* What is needed: List every author named on the paper about conversational feedback below.

* Exercise text:
++++++
Conversational Feedback in Scripted versus Spontaneous Dialogues: A Comparative Analysis

Ildiko Pilan, Laurent Prévot, Hendrik Buschmeier, Pierre Lison


Abstract
Scripted dialogues such as movie and TV subtitles constitute a widespread source of training data for conversational NLP models. However, there are notable linguistic differences between these dialogues and spontaneous interactions, especially regarding the occurrence of communicative feedback such as backchannels, acknowledgments, or clarification requests. This paper presents a quantitative analysis of such feedback phenomena in both subtitles and spontaneous conversations. Based on conversational data spanning eight languages and multiple genres, we extract lexical statistics, classifications from a dialogue act tagger, expert annotations and labels derived from a fine-tuned Large Language Model (LLM). Our main empirical findings are that (1) communicative feedback is markedly less frequent in subtitles than in spontaneous dialogues and (2) subtitles contain a higher proportion of negative feedback. We also show that dialogues generated by standard LLMs lie much closer to scripted dialogues than spontaneous interactions in terms of communicative feedback.
++++++
* Data to examine:
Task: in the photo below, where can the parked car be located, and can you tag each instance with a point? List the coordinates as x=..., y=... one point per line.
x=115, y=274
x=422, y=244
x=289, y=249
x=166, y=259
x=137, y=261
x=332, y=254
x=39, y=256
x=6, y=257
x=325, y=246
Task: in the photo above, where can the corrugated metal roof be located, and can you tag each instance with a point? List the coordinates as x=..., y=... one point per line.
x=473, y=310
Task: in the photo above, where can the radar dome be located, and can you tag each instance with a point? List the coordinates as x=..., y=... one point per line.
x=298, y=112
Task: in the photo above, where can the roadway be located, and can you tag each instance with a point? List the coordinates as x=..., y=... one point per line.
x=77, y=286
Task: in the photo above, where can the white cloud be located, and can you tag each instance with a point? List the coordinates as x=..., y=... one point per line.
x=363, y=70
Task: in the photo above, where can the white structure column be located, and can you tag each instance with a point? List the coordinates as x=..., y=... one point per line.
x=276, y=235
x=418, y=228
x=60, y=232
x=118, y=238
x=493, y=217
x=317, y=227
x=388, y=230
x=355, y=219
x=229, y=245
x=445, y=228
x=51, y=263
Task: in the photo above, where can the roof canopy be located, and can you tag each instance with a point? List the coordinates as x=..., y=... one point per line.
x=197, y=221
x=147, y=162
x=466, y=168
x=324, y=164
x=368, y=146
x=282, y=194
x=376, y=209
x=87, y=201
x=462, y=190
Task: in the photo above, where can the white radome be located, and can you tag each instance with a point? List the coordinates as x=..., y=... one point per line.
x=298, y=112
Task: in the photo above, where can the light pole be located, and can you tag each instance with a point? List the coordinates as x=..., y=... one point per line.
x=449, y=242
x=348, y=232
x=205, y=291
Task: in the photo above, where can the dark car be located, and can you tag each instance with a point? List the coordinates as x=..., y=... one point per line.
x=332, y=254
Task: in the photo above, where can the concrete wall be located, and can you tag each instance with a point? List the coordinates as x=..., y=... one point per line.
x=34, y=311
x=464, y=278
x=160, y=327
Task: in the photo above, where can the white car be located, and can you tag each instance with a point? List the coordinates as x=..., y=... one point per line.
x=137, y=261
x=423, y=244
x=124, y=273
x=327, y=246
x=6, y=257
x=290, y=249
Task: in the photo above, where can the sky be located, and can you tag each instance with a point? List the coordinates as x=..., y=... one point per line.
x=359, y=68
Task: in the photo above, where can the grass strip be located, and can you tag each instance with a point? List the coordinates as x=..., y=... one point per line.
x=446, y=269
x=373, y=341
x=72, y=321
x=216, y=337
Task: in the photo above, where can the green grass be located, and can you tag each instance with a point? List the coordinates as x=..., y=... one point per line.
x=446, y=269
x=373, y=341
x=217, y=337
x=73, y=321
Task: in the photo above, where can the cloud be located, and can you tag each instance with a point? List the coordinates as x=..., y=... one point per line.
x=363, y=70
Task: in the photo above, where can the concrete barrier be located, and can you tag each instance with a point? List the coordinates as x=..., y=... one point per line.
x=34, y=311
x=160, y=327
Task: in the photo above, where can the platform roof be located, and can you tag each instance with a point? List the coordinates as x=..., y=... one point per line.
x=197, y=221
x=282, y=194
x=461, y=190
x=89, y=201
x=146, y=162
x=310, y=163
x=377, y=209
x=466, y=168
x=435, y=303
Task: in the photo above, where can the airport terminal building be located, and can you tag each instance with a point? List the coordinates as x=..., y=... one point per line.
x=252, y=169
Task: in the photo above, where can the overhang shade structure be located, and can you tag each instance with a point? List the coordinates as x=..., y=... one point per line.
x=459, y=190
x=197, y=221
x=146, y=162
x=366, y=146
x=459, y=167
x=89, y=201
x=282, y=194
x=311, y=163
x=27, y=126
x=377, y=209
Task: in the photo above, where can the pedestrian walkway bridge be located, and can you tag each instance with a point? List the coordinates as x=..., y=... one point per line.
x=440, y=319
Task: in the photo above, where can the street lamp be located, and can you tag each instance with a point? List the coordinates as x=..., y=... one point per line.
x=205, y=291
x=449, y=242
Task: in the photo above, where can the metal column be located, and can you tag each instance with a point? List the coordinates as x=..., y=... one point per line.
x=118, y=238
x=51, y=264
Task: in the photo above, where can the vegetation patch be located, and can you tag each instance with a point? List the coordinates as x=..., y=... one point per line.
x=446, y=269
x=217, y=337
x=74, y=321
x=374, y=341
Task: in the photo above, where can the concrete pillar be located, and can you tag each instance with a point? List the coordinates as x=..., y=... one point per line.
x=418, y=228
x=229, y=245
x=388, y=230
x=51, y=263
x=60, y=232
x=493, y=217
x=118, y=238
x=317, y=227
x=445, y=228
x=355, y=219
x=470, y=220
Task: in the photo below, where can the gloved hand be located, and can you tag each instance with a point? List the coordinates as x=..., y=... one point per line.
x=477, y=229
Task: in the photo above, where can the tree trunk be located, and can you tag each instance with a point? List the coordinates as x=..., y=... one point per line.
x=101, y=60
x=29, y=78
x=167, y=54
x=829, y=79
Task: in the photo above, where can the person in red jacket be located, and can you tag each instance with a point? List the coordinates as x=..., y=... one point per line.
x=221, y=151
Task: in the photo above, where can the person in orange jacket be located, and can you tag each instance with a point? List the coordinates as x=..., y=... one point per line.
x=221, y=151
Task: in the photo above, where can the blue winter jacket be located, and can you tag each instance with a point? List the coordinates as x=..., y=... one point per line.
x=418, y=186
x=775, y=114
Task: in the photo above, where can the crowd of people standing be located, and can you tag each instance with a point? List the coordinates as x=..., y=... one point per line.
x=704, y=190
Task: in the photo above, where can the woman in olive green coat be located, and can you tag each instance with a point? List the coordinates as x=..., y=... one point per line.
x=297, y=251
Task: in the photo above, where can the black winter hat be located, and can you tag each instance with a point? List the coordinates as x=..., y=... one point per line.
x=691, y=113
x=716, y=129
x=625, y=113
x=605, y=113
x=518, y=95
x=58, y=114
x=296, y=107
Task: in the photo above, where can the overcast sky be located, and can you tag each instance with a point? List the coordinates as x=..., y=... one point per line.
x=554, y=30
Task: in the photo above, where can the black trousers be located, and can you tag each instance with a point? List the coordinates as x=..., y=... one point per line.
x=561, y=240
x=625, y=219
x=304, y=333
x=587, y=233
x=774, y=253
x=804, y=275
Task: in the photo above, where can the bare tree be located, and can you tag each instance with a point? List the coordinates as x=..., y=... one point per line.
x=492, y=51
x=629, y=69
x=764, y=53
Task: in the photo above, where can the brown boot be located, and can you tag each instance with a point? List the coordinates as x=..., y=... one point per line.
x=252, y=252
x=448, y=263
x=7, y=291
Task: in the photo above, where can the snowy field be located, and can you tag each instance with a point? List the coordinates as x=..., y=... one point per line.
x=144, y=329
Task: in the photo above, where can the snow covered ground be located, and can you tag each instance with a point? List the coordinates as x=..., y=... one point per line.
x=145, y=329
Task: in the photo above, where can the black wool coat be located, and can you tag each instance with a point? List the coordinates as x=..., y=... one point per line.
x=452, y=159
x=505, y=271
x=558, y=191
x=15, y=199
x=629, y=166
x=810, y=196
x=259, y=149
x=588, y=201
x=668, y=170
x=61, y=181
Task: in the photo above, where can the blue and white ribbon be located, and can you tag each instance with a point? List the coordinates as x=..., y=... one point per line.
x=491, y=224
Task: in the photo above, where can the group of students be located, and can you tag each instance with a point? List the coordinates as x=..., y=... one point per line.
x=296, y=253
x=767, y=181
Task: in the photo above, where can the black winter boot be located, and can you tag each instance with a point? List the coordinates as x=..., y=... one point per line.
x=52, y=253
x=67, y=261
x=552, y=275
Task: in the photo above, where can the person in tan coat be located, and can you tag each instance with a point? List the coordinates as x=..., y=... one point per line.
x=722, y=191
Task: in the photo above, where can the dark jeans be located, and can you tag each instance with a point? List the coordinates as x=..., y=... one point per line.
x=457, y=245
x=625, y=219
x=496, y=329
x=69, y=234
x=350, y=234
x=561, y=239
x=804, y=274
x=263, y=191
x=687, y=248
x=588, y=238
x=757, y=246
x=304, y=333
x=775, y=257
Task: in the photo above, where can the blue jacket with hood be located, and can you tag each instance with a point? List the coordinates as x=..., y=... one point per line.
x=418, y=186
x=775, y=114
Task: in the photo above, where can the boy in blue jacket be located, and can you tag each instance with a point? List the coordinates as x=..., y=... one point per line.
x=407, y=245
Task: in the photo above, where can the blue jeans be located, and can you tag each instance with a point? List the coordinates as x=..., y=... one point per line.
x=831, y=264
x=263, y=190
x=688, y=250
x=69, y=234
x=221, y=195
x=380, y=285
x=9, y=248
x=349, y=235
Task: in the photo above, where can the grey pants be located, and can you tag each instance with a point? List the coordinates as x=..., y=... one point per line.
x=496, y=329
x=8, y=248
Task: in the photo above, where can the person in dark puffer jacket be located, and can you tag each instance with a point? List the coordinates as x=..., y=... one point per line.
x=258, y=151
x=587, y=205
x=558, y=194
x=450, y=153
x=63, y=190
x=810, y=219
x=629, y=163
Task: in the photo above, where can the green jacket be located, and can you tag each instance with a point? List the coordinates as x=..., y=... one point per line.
++++++
* Task response: Ildiko Pilan, Laurent Prévot, Hendrik Buschmeier, Pierre Lison